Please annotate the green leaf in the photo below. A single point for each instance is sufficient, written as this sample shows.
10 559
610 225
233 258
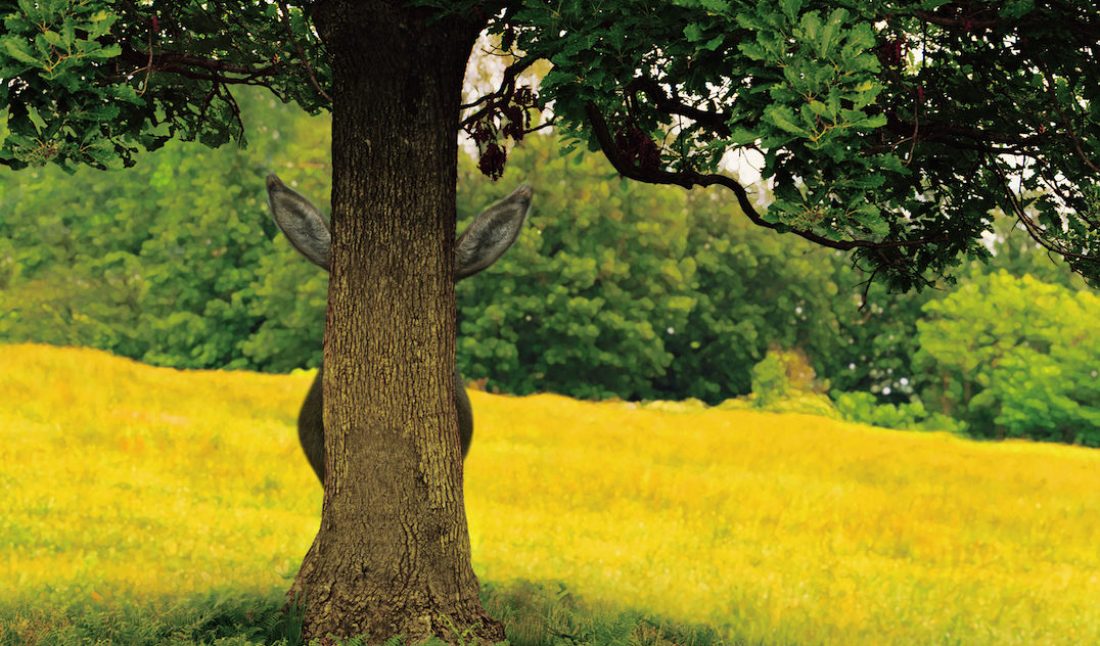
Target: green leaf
3 126
791 9
784 118
17 48
693 32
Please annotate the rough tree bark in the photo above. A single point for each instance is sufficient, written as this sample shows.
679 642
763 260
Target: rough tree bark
393 551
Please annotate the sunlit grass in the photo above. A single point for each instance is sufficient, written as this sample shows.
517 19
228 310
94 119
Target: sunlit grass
123 484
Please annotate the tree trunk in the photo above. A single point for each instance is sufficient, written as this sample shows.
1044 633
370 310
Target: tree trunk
392 556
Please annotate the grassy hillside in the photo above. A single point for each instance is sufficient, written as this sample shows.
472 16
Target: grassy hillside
128 490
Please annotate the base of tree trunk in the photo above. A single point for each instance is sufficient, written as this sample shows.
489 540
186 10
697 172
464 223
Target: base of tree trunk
363 609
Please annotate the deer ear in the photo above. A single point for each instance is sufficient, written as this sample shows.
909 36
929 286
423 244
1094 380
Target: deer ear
492 233
300 222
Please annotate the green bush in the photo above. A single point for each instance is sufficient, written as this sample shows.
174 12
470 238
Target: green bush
1014 357
912 415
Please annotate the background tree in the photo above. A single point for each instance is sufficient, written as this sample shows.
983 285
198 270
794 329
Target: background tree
888 129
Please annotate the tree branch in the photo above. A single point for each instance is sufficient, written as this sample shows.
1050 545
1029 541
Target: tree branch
690 178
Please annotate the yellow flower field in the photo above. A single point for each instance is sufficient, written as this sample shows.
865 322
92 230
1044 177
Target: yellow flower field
123 481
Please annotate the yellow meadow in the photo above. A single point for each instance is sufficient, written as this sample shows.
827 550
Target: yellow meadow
121 481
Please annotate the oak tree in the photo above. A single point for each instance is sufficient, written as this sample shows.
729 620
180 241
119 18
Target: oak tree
887 128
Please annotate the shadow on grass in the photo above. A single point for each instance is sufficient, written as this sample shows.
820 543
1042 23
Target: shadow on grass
534 613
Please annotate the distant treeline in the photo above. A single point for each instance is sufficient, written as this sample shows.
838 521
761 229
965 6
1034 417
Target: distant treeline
614 289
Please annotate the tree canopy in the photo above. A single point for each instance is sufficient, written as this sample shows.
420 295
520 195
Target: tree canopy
887 128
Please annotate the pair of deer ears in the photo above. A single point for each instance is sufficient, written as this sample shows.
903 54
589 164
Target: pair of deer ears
479 247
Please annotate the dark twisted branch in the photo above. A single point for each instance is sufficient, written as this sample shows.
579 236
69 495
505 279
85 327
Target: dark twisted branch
713 121
691 178
499 98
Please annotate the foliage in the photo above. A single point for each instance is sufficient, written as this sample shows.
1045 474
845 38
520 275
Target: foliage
171 262
865 408
623 289
139 491
888 128
877 122
1015 358
99 81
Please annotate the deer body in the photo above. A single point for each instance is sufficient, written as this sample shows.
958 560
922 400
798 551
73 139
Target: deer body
479 247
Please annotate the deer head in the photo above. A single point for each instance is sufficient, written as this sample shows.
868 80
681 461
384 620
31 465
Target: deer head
479 247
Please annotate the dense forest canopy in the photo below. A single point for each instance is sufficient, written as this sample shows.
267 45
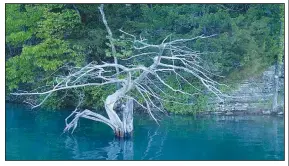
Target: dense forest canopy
42 38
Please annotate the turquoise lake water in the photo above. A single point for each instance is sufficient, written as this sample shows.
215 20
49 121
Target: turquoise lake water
36 135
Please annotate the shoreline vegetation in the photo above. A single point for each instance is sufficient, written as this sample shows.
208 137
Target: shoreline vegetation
159 58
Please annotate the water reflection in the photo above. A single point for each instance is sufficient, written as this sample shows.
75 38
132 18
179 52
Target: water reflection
117 149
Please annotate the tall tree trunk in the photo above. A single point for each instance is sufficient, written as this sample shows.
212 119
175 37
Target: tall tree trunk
127 116
276 85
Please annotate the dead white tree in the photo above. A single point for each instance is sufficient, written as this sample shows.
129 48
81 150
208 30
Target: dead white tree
142 85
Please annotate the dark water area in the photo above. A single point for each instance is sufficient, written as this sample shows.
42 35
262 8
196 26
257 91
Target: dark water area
36 135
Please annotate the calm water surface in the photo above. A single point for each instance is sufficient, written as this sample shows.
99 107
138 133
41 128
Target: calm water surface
36 135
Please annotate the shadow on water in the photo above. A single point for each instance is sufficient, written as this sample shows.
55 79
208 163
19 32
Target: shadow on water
116 149
35 135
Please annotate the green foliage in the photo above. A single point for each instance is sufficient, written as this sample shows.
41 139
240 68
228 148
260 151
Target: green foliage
40 38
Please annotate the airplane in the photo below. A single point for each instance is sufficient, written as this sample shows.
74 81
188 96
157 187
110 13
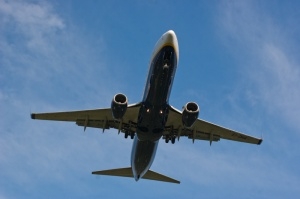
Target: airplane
151 119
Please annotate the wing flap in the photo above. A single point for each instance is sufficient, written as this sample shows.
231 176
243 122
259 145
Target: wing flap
95 118
203 130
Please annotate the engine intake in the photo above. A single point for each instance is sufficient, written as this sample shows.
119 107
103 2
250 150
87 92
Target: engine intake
119 106
190 114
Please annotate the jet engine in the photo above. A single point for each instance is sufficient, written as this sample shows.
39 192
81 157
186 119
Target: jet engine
190 114
119 106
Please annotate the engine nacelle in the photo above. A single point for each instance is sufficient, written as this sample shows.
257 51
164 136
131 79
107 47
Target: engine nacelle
119 106
190 114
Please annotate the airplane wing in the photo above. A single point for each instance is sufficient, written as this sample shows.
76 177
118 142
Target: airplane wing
96 118
202 130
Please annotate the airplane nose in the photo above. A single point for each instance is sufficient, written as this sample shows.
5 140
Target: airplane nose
170 37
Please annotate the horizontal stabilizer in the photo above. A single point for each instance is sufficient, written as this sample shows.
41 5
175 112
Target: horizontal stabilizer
127 172
122 172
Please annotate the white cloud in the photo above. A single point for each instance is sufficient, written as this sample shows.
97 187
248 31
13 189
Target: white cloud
264 49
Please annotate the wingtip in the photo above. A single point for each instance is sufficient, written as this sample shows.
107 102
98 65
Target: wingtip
32 116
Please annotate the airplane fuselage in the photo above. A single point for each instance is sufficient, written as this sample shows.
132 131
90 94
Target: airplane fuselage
153 113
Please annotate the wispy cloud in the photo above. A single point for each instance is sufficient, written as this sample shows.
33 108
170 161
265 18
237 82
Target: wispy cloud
265 50
46 65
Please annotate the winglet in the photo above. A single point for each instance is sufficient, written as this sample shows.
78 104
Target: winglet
32 116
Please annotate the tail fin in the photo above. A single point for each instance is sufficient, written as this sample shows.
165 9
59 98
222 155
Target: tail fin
127 172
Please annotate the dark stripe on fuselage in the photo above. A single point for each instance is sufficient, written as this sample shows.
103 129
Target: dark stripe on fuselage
154 110
153 113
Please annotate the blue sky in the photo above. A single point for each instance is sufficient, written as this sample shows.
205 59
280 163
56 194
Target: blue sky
239 60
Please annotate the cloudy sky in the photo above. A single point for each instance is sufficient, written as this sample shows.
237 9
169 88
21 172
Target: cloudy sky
239 60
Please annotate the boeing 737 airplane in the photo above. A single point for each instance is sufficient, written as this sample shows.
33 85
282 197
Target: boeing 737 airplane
151 119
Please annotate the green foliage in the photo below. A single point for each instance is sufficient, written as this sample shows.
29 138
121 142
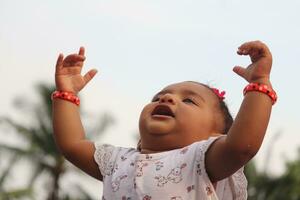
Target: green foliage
40 149
262 186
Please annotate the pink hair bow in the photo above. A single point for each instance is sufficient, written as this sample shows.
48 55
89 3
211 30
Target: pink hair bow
221 95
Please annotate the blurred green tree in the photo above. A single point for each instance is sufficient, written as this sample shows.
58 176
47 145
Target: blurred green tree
40 149
263 186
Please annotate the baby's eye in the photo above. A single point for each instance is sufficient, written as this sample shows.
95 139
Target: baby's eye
189 100
155 99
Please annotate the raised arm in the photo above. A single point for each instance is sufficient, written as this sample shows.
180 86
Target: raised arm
68 130
245 137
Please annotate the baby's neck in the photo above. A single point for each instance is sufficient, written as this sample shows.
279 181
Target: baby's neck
149 151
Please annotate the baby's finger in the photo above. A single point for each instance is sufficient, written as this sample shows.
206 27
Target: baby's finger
89 75
241 71
81 51
59 62
72 60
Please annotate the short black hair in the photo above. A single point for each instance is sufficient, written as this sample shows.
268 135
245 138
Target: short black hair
224 110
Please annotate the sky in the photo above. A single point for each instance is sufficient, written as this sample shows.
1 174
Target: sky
140 46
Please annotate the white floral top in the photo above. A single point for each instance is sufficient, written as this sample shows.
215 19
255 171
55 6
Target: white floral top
173 175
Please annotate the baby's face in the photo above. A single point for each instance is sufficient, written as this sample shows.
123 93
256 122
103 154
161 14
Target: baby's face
178 115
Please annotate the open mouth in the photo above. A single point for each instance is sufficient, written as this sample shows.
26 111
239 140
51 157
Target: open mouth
163 110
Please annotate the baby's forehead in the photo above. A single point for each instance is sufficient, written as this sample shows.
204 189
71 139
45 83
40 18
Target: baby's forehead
187 86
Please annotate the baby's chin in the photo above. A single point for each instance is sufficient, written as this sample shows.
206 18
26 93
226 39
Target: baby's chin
158 128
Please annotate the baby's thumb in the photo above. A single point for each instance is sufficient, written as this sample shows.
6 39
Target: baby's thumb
241 71
89 75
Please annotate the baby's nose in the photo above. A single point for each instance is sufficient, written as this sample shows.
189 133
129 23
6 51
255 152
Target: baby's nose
167 98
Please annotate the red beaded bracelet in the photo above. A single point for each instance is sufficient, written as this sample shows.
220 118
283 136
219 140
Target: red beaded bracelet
261 88
69 96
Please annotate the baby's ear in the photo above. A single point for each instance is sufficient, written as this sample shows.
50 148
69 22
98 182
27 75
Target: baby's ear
139 145
216 134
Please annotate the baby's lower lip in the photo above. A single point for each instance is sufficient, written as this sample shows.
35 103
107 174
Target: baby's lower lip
162 116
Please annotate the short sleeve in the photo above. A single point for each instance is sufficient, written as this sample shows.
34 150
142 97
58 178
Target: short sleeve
238 183
102 156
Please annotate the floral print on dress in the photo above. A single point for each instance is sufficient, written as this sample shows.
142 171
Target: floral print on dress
158 165
117 182
139 167
175 176
190 188
184 150
208 191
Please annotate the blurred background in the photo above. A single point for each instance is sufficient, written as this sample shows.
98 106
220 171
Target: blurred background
138 47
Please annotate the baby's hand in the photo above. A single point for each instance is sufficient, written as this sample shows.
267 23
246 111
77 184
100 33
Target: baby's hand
259 70
68 72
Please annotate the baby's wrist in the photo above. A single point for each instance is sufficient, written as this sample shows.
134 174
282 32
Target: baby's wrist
263 81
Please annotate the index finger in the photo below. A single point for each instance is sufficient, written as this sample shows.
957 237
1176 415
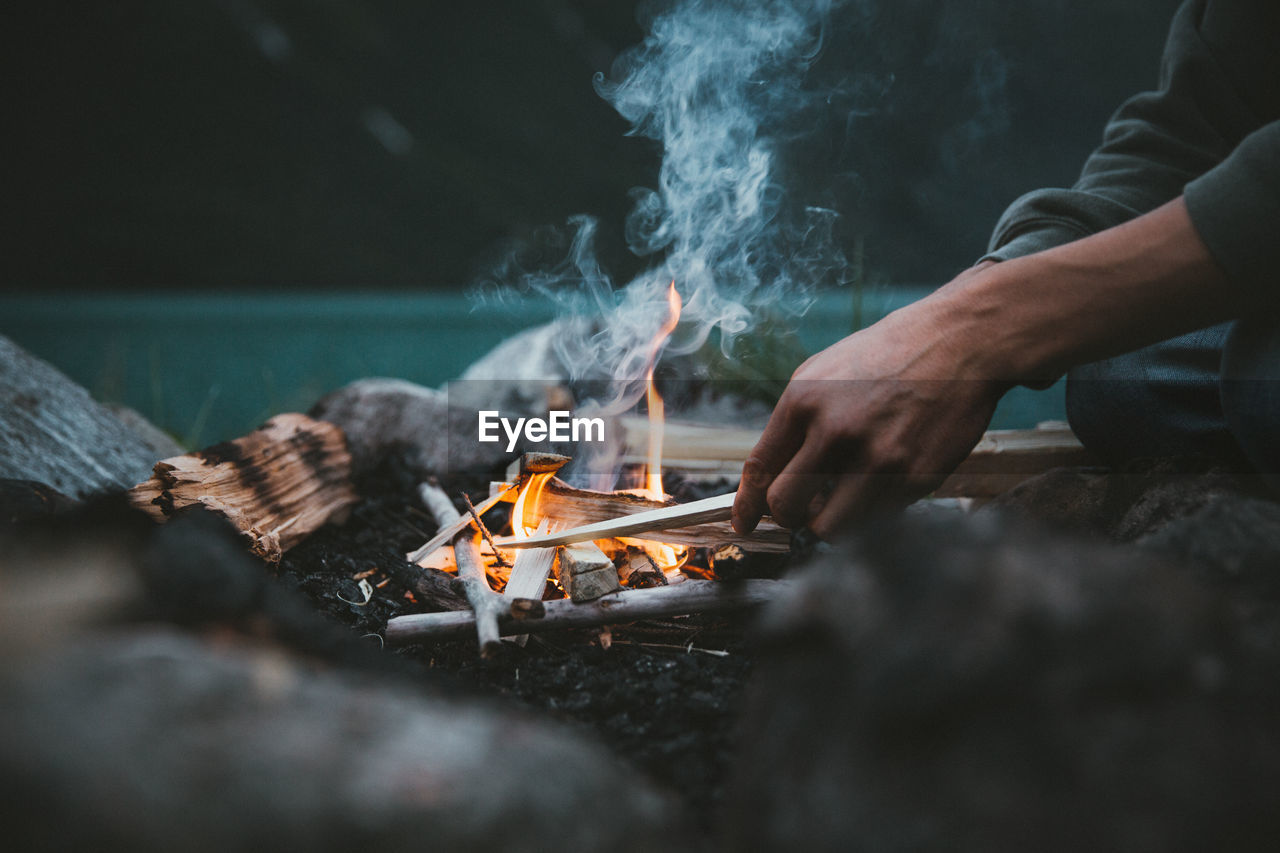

◆ ◆ ◆ ◆ ◆ ◆ ◆

- About this exercise
Every line that contains the string "below" should be copied from the entries.

- Answer to the problem
Please annotate the green leaf in the photo below. A single point for each instance is sufficient, written as this sample shows.
Please annotate the dense forest canopy in the photo below. A single point for each instance is sufficient, written as this sample shows.
Please annotate the airplane in the photo below. A single point for each instance is sufficient, written as this sample shows.
Please annotate the green foliage in the photo below. A single point for each instance is sufficient, written as this sample shows.
Please annotate the index finger in the photo below. A single point for each instance is sufficient, written as this sample shows.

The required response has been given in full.